**Records provided**
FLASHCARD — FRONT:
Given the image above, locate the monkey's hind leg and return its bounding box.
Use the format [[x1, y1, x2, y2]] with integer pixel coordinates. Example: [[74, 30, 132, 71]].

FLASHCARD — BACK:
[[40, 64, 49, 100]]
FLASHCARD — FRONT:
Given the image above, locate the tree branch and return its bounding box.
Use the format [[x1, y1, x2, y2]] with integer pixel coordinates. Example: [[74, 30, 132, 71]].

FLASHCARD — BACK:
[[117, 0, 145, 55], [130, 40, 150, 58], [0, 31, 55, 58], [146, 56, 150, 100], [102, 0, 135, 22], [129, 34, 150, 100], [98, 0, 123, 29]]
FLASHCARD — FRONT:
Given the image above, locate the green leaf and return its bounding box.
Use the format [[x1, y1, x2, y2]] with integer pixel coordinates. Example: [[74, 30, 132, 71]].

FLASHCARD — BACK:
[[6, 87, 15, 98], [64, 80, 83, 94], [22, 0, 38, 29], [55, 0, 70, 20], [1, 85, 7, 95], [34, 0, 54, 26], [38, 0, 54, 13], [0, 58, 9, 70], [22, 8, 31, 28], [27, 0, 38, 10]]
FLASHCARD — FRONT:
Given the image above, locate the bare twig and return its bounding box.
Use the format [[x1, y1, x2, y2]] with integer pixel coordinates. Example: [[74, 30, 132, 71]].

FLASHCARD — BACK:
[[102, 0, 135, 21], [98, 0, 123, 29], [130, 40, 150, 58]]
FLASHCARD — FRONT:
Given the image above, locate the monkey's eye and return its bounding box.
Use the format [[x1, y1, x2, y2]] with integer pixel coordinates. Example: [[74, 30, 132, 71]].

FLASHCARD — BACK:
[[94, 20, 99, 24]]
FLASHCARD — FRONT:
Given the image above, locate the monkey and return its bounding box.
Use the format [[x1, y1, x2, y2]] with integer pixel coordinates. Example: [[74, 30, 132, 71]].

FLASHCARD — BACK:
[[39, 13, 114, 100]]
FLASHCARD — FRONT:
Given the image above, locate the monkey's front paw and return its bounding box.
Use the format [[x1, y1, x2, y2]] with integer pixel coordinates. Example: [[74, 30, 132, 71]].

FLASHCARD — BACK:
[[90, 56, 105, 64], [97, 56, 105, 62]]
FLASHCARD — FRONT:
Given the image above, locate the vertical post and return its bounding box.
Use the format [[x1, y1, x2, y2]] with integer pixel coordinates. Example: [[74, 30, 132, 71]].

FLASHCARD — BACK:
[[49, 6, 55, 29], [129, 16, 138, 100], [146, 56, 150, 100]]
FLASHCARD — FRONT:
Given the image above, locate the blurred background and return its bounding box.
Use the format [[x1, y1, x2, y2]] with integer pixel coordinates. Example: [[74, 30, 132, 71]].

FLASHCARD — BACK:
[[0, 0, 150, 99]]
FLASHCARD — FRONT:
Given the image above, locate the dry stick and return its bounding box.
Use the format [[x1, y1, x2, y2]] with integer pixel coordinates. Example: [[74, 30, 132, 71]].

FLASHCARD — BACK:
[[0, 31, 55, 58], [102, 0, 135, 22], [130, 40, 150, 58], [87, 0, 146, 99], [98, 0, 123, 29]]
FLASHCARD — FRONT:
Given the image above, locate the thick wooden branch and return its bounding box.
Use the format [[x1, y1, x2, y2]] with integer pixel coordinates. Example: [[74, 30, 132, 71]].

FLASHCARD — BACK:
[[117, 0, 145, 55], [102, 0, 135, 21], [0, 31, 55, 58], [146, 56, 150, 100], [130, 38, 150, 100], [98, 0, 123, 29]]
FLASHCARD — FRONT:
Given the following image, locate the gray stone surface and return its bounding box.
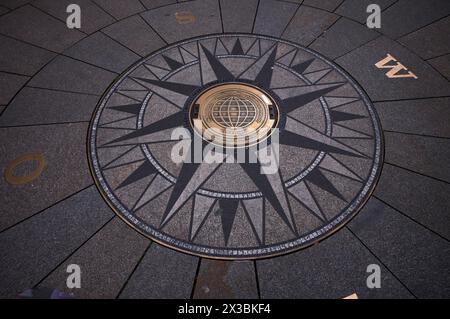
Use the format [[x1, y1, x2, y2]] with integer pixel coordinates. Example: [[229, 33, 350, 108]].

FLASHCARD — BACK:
[[0, 34, 55, 76], [33, 0, 115, 35], [0, 0, 32, 9], [375, 164, 450, 241], [103, 15, 166, 57], [380, 0, 450, 39], [0, 5, 85, 52], [0, 6, 9, 15], [193, 260, 258, 299], [141, 0, 222, 43], [257, 228, 413, 298], [28, 55, 116, 95], [282, 5, 339, 46], [0, 123, 93, 231], [309, 17, 378, 59], [39, 218, 150, 299], [0, 72, 28, 105], [384, 131, 450, 183], [93, 0, 145, 20], [220, 0, 258, 33], [348, 197, 450, 299], [64, 32, 140, 73], [141, 0, 177, 10], [119, 243, 198, 298], [399, 16, 450, 60], [428, 54, 450, 80], [336, 36, 450, 101], [254, 0, 299, 37], [375, 98, 450, 138], [0, 87, 98, 126], [0, 186, 114, 298], [304, 0, 343, 12], [335, 0, 397, 24]]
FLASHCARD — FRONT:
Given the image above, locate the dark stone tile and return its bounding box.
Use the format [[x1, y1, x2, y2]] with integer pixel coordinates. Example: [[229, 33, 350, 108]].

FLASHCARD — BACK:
[[304, 0, 343, 12], [375, 164, 450, 241], [193, 260, 258, 299], [336, 36, 450, 101], [309, 17, 378, 59], [93, 0, 145, 20], [348, 198, 450, 299], [381, 0, 450, 39], [0, 0, 31, 9], [257, 228, 413, 298], [0, 186, 113, 298], [0, 123, 93, 231], [141, 0, 222, 43], [282, 5, 339, 46], [141, 0, 177, 10], [64, 32, 140, 73], [0, 34, 55, 76], [254, 0, 298, 37], [335, 0, 397, 24], [0, 105, 5, 113], [399, 16, 450, 60], [0, 6, 9, 15], [28, 56, 116, 95], [34, 0, 115, 35], [375, 98, 450, 138], [220, 0, 258, 33], [103, 15, 166, 57], [428, 54, 450, 80], [384, 131, 450, 182], [0, 87, 98, 126], [0, 5, 85, 52], [39, 218, 149, 299], [0, 72, 28, 105], [119, 243, 198, 298]]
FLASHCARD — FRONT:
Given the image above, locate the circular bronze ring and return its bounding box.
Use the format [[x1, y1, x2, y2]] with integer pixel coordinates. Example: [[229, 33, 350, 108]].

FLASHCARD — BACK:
[[4, 152, 46, 185]]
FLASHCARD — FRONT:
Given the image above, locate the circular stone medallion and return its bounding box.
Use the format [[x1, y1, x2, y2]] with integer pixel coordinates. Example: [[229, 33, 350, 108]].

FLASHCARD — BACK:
[[88, 34, 383, 259]]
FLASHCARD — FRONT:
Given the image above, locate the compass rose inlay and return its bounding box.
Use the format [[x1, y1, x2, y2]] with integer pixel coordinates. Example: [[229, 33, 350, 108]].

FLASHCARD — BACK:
[[88, 34, 383, 259]]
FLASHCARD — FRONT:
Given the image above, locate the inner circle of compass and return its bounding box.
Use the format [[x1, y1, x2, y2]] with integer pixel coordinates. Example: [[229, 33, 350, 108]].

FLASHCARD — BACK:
[[88, 34, 383, 259], [190, 83, 279, 148]]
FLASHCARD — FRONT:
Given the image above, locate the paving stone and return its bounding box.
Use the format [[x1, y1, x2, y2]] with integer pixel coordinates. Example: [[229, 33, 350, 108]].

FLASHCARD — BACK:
[[336, 36, 450, 101], [428, 54, 450, 80], [38, 218, 149, 299], [348, 197, 450, 299], [193, 260, 258, 299], [0, 5, 85, 52], [254, 0, 299, 37], [64, 32, 140, 73], [0, 6, 9, 15], [380, 0, 450, 39], [375, 164, 450, 241], [92, 0, 145, 20], [375, 97, 450, 138], [309, 17, 378, 59], [0, 87, 98, 126], [399, 16, 450, 60], [141, 0, 222, 43], [0, 123, 93, 231], [0, 186, 114, 298], [304, 0, 343, 12], [0, 0, 32, 9], [220, 0, 258, 33], [257, 228, 413, 298], [119, 243, 198, 298], [335, 0, 398, 24], [141, 0, 177, 10], [384, 131, 450, 183], [33, 0, 115, 35], [0, 72, 28, 105], [0, 34, 55, 76], [282, 5, 339, 46], [28, 55, 116, 95], [103, 15, 166, 57]]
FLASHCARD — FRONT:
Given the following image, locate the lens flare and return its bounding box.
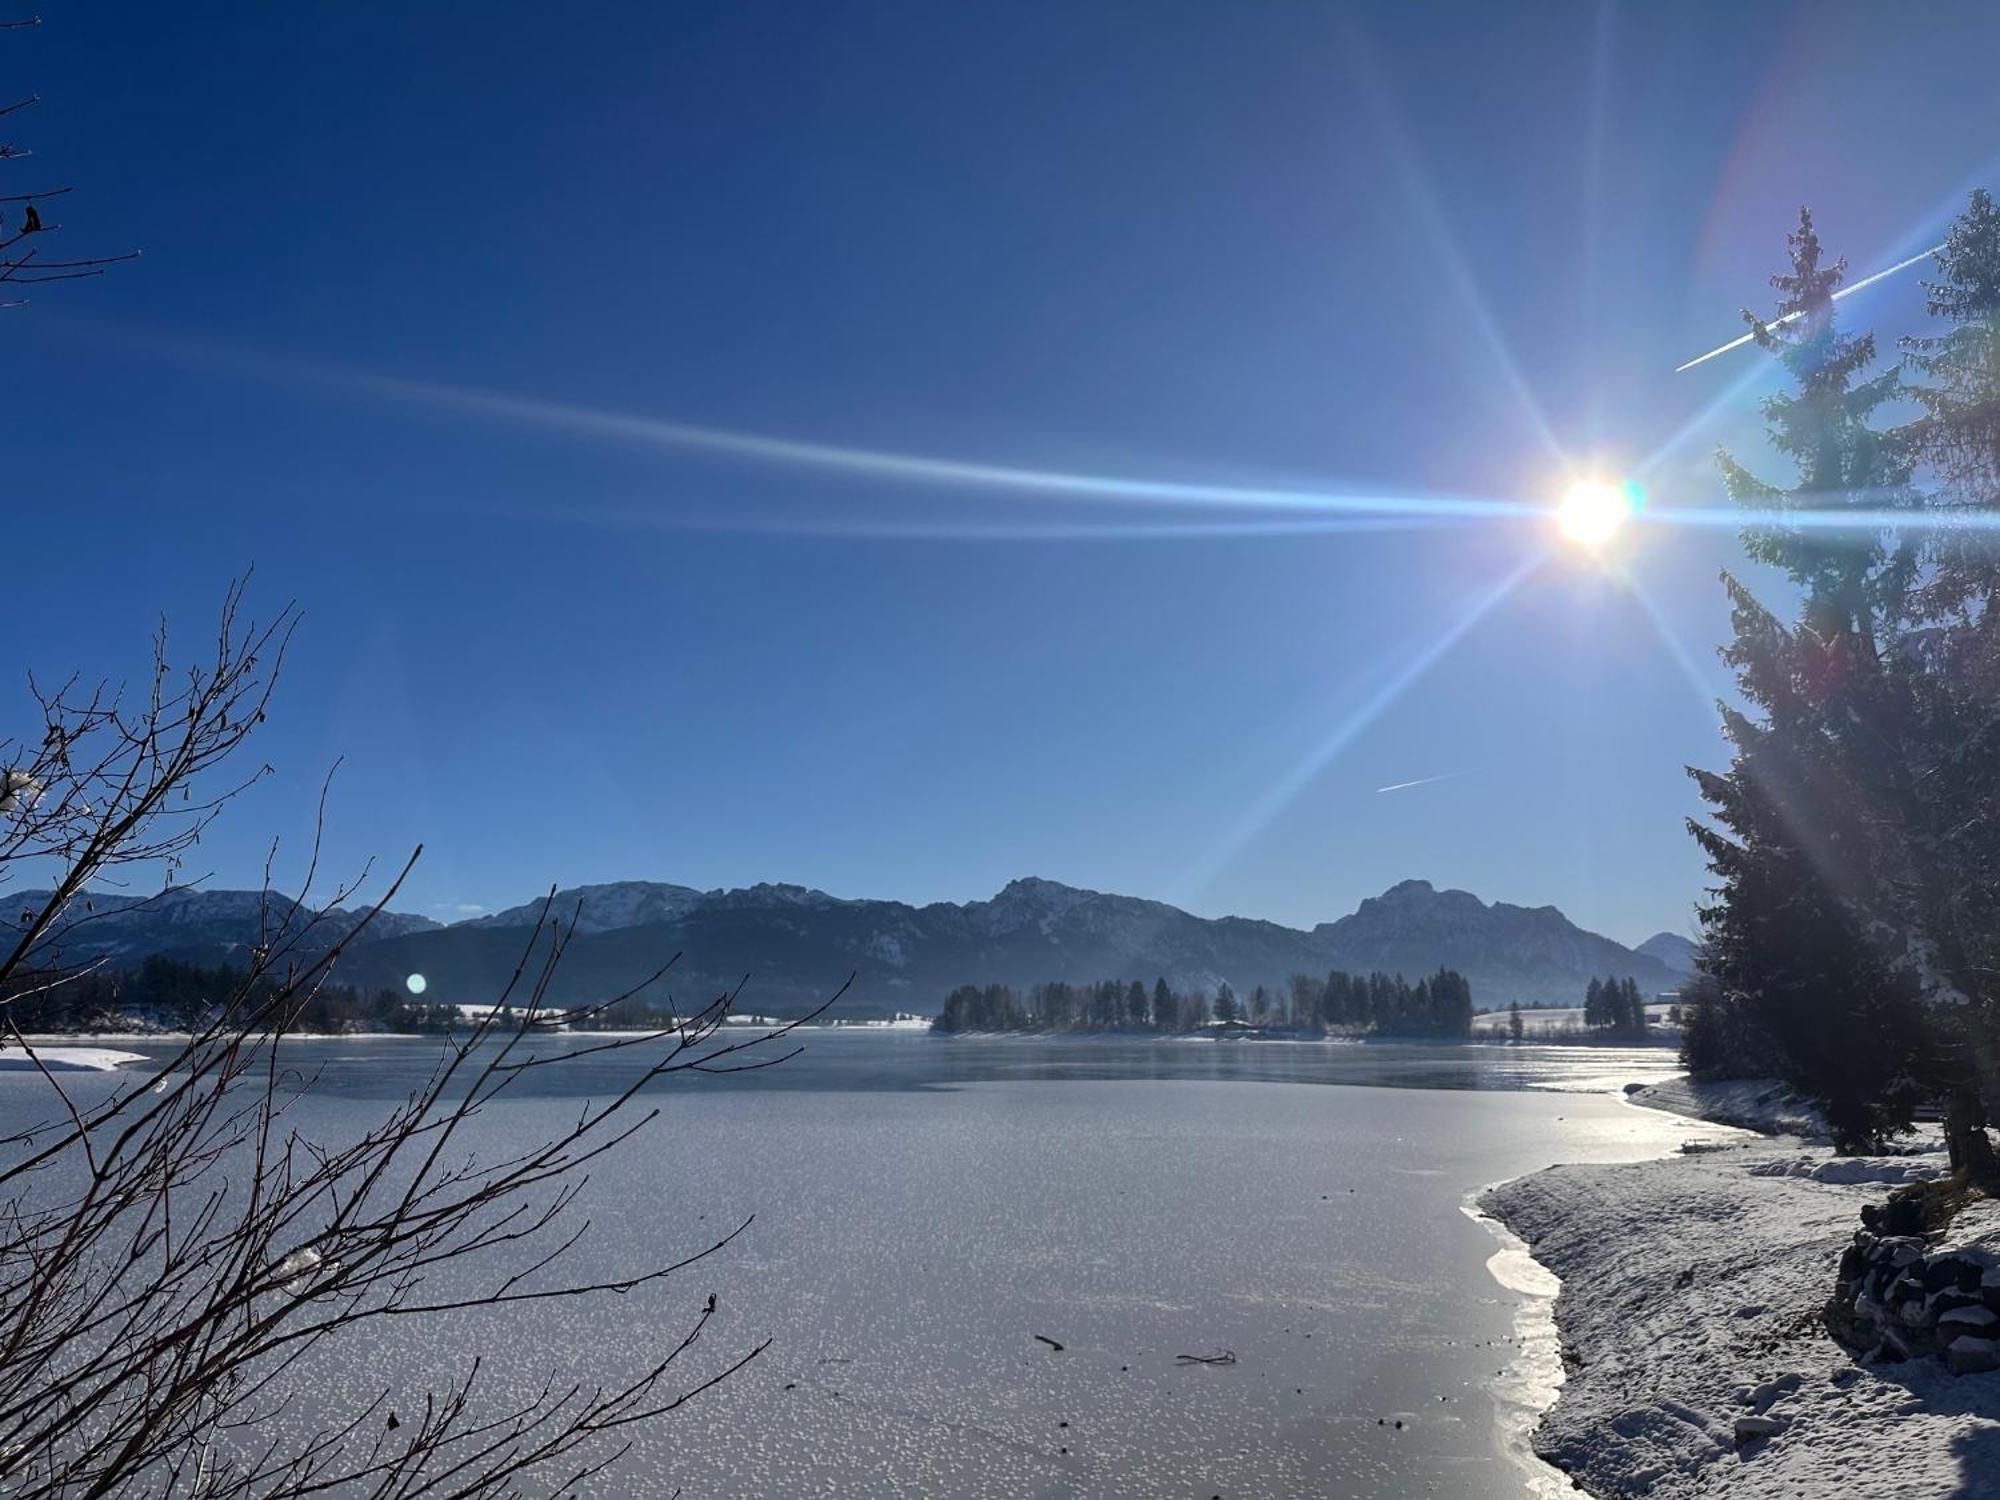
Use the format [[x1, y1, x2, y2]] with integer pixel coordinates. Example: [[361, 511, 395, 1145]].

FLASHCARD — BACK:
[[405, 973, 427, 996], [1556, 478, 1639, 549]]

**What you should do**
Find "compass" in the preceding records. Copy each line that holds it.

**Task answer**
Given the image above, locate the compass rose inlay and return its bounding box.
Given the image above, locate the inner circle of compass and return its bounding box.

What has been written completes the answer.